___ Reading text
29 . Article 390 § 4 provides that a bona fide purchaser is entitled to claim from the owner of a recovered property the cost of improvements he or she made to that property, if those improvements cannot be separated from the property .

30 . Section 5 of the Act, as worded at the material time, provided, inter alia , that a notary was obliged to facilitate the exercise by individuals of their rights and protection of their interests, and to refuse to perform a notarial act if it was not in conformity with domestic law or international treaties.

31 . Section 43 provided that in performing a notarial act a notary was obliged to check the identity of an individual or his or her representative, who requested the performance of the notarial act. Such identification was to be done by passport or other documents, which would exclude any doubts as to the identity of the relevant individual.

32 . Section 45 provided, inter alia , that in notarising a deed a notary was obliged to check the authenticity of the signatures of its participants and other persons who requested the performance of a notarial act.

33 . This Regulation (“the 2002 Regulation”; adopted on 7 February 2002; lost force on 14 December 2012), as worded at the material time, set out the procedure for registration of rights to real property in Ukraine and provided that it was aimed at ensuring the recognition and protection of such rights (section 1.1). The registration of real-property rights was compulsory and was carried out by bureaux of technical inventory (communal enterprises) and their registrars (sections 1.3 and 1.5). At its core, a BTI registrar made an entry in the register of real-property rights following the emergence, existence or termination of such rights (section 1.4). The register was maintained by the Ministry of Justice (section 1.9). In registering real-property rights the BTI registrar was obliged to establish the conformity of the claimed rights and submitted documents with legal requirements as well as the absence of contradictions between the claimed and already registered rights to real property or of other grounds for refusing the registration of such rights, following which he or she adopted a decision on the registration or refusal of the registration of real-property rights (section 3.1).

34 . On 1 July 2004 Parliament adopted the State Registration of Real Property Rights Act, which defined the State registration of real-property rights as an official recognition and confirmation by the State of the facts of emergence, transfer or termination of such rights by way of making a relevant entry in the register (section 2). On 11 February 2010 the Act was amended to provide that the State guaranteed the veracity of the registered real-property rights (section 3). On 1 January 2016 the Act was amended again to provide that the State guaranteed the objectivity, veracity and completeness of the data concerning registered real-property rights (section 3).

35 . On 17 May 2004 the 2002 Regulation was amended to the effect that the words “registration of real-property rights” contained in its title and text were amended into “State registration of real-property rights”. On 28 July 2010 it was further amended. In particular, it contained the same definition of the State registration of the real-property rights as that in the 2004 Act.
______
> _Work to do_:
1. Check each statement against the property registration text and answer yes or no, quoting the words from the text that decide it. (a) Under Section 43, a notary had to confirm a person's identity by passport or other documents. (b) According to the 2002 Regulation, the bureaux of technical inventory maintained the register of real-property rights. (c) The amendment of 11 February 2010 made the State guarantee the completeness of data on registered rights.
2. Carry the property registration text forward from its last sentence.
___ Dataset extract
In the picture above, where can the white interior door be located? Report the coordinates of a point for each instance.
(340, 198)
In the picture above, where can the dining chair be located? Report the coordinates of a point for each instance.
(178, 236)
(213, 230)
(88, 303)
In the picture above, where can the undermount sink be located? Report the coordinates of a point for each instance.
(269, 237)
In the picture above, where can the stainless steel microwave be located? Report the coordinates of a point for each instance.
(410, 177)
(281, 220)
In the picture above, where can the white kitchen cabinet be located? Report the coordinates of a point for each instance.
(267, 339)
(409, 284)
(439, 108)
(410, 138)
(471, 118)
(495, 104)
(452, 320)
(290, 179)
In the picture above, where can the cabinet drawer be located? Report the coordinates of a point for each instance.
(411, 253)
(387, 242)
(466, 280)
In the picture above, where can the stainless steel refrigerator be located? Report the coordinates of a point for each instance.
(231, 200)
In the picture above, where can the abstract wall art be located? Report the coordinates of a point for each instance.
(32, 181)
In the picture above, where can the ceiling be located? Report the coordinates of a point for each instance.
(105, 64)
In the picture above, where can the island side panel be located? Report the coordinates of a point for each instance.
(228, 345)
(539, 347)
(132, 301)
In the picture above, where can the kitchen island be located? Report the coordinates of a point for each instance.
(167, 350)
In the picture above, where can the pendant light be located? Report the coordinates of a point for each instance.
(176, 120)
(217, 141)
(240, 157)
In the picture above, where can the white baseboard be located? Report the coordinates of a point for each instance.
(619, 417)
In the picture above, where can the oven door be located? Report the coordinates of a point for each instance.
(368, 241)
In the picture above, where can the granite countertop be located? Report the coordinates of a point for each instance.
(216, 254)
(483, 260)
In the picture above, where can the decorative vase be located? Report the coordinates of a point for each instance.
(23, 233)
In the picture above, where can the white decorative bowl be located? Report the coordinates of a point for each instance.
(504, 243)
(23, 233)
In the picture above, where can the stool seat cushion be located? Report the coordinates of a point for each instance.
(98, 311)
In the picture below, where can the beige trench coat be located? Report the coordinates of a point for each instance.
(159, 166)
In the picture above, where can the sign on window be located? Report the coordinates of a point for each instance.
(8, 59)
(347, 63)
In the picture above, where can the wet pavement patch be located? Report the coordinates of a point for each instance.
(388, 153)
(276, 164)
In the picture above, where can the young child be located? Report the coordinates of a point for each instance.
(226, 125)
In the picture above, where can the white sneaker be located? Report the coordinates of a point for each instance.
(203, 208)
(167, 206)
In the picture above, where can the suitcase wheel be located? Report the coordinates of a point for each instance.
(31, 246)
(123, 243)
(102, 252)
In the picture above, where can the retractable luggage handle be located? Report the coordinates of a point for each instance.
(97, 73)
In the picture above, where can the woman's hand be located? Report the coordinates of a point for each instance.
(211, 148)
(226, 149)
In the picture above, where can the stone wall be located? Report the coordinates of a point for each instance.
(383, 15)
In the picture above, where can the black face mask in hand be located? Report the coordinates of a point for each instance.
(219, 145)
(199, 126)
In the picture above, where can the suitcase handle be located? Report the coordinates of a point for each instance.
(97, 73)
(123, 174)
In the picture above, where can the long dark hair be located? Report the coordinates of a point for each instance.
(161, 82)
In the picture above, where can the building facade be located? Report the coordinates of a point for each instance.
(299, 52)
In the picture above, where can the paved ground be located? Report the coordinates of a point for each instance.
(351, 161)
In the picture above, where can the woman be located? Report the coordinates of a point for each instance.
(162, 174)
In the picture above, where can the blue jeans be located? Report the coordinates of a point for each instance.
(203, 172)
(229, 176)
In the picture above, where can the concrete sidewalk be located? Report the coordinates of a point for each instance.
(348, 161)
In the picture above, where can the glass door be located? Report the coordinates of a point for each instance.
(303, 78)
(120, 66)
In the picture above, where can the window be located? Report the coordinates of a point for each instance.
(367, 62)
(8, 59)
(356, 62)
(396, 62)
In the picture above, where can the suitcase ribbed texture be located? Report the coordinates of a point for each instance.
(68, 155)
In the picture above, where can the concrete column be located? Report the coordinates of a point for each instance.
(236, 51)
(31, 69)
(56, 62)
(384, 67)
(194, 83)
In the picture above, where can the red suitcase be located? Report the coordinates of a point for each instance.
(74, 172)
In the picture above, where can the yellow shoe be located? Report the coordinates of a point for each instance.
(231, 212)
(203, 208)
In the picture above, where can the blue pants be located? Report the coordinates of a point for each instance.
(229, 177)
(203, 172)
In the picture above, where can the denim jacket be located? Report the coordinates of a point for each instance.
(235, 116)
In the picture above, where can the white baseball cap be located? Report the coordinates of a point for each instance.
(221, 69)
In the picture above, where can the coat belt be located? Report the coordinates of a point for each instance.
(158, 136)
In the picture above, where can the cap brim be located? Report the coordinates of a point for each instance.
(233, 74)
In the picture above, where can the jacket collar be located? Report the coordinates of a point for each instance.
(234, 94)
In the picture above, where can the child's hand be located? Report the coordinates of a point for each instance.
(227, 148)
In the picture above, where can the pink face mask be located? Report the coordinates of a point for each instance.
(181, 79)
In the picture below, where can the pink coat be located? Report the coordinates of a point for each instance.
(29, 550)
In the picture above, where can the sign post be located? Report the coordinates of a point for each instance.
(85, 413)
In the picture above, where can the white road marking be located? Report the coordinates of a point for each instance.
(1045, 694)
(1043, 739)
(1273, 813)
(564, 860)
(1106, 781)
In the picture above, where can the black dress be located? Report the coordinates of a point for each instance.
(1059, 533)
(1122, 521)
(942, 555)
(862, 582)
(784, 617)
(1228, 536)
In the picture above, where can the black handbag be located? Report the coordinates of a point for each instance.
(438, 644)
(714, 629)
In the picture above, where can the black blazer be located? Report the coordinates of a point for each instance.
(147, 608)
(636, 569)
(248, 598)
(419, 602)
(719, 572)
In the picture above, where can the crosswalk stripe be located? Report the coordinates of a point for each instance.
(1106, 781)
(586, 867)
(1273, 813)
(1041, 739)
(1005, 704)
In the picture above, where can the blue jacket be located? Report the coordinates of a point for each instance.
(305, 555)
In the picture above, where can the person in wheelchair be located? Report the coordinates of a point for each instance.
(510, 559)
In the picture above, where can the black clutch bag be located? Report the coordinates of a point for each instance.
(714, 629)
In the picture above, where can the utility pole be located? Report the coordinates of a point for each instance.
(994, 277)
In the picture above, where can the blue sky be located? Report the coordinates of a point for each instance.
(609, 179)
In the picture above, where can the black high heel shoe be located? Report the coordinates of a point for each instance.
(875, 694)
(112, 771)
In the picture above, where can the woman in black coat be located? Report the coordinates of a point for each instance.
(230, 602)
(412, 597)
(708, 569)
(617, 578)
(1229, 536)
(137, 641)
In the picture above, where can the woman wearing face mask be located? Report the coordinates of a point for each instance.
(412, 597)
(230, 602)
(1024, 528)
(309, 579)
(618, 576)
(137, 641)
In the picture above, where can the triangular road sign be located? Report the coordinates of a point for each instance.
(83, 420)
______
> _Answers in order_:
1.
(a) Yes: "Such identification was to be done by passport or other documents, which would exclude any doubts as to the identity of the relevant individual."
(b) No: "The register was maintained by the Ministry of Justice (section 1.9)."
(c) No: "On 11 February 2010 the Act was amended to provide that the State guaranteed the veracity of the registered real-property rights (section 3)."

2.
36 . In its Resolution on the court practice in cases concerning invalidation of contracts of 28 April 1978 (“the 1978 Resolution”) (lost effect on 6 November 2009) the Plenary Supreme Court stated that some courts did not take into account that questions of invalidation of contracts and application of relevant consequences had to be resolved in the same proceedings, owing to which they did not indicate in their judgments such consequences. It thus held that in allowing a claim for invalidation of a contract the court had, in the same judgment, to rule on the consequences provided for by law and, unless otherwise provided for by law, to oblige each party to return to the other one everything received under the contract.

37 . In the Analysis ( узагальнення ) of the court practice concerning invalidation of contracts of 24 November 2008 (“the 2008 Analysis”) the Supreme Court held that in invalidating contracts the courts had to ensure the legal consequences specified in Article 216 § 1 of the Civil Code. It further held that in allowing a rei vindicatio claim, the courts had to resolve the question of recovery in favour of a bona fide purchaser of the outlay in purchasing a property. The expenses had to be recovered from a party who had received money under the invalidated contract.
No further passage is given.